List of tasks:
A) Could you copy, word for word, the portion of the rocker stud thread below between "ive had several" and "finding several sizes..", inclusive?
B) Using the rocker stud thread below, can you answer these?
(i) What ratio are the roller tip rocker arms Rukee ordered?
(ii) What size straight studs does wytnyt say are needed to replace the stock studs?
(iii) Which studs did others tell wytnyt to switch to?
C) What are all the post headers in the rocker stud thread below? Give each poster's name and date in the order they appear.

Passage shown:
[start]

# 068 cam/rocker stud question



## wytnyt (May 17, 2008)

i have stock bottlenck screw in studs and need to replace them with straight 7/16" studs and polylocks.
i see several sizes available but am not sure the correct fit used with an 068 cam
can anyone tell me the part or size or where i can buy these at?
thx for any help


----------



## Rukee (Feb 8, 2007)

The stock screw in stud should work with your poly locks and roller tip or full roller rocker arms. They better, I just ordered a set of 1.65 ratio roller tip rocker arms. The sales guy at Jeg's said they were a drop in unit no MODs needed, come with their own poly lock nuts.


----------



## wytnyt (May 17, 2008)

Rukee said:


> The stock screw in stud should work with your poly locks and roller tip or full roller rocker arms. They better, I just ordered a set of 1.65 ratio roller tip rocker arms. The sales guy at Jeg's said they were a drop in unit no MODs needed, come with their own poly lock nuts.


ive had several tell me that they will work but will fail prematurely due to the bottleneck design of the stud.
they said i need to go to big block chevy studs but im finding several sizes..
i may try as a short term using polylocks but need to find a slim type polylock.
btw,,,know where i can find divider plates at rather than repops?
got my motor sitting waiting to be put together

oh just noticed ,,im using the stock rockers,,your rollers may be a different story i dont know


----------



## wytnyt (May 17, 2008)

[end]

Data section:
[start]

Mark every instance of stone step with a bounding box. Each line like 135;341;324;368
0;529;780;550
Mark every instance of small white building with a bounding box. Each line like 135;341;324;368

[end]

Results in order:
A)
ive had several tell me that they will work but will fail prematurely due to the bottleneck design of the stud.
they said i need to go to big block chevy studs but im finding several sizes..

B)
(i) 1.65
(ii) 7/16"
(iii) Big block Chevy studs

C)
1. wytnyt (May 17, 2008)
2. Rukee (Feb 8, 2007)
3. wytnyt (May 17, 2008)
4. wytnyt (May 17, 2008)